- _SHORT EXERCISE_: Rewrite the items from the line with "In this image, your task is to find where each light" up to and including the line with "[98,243,668,658]", keeping every line and increasing each bounding-box coordinate by 73.

Data drawn from a collection:
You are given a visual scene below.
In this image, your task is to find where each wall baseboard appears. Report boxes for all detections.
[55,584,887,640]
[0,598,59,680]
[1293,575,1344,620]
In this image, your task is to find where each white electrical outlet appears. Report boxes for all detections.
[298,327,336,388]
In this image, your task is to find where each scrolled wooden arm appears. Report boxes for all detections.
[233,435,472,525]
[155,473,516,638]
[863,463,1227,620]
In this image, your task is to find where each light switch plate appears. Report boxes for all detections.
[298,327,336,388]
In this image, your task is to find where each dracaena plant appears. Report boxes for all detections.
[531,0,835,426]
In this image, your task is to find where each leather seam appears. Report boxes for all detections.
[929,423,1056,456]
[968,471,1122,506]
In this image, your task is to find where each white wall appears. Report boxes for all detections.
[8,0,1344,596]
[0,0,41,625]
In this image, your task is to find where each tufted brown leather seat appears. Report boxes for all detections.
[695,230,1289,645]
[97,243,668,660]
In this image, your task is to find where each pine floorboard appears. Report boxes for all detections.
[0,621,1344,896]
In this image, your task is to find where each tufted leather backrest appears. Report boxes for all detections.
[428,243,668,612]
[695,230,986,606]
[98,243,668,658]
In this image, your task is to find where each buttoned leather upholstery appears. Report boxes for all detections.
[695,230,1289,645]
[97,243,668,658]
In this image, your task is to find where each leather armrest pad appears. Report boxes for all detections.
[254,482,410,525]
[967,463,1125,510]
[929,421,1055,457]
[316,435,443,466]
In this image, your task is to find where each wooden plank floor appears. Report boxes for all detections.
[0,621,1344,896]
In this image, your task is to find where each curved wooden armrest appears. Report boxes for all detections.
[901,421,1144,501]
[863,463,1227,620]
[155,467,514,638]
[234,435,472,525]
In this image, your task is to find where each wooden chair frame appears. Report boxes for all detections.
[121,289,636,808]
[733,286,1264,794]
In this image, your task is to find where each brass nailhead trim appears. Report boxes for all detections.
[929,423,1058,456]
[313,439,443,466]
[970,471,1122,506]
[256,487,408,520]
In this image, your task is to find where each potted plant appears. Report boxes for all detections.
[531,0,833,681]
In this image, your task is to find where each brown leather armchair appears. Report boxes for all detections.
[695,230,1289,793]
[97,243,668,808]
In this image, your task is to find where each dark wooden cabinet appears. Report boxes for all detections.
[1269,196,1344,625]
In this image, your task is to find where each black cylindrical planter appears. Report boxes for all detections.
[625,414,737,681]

- _SOLUTION FOR THIS EXERCISE_:
In this image, your task is to find where each light switch plate appears. Report boxes for all detections.
[371,400,409,461]
In this image, your task is to find where each dracaena plant appears. Report boxes for all detections.
[604,73,908,499]
In this image, your task is to find where each leather seam appears. Report boxes for all detections.
[1002,496,1129,529]
[1041,544,1195,579]
In this image, your task is to find where each white wall appears. Report boxes for all detections.
[81,73,1417,669]
[73,73,114,698]
In this image, your task is to find where each tufted brown leather seat appears. Report boxes for all detections.
[768,303,1362,718]
[170,316,741,733]
In this image, your task is to find where each pine floorboard appears. Report boxes for all detections.
[73,694,1417,969]
In this image, your task is to find where each tufted leather backrest appears. Report boxes for all detections.
[501,316,741,685]
[768,303,1059,679]
[171,316,741,731]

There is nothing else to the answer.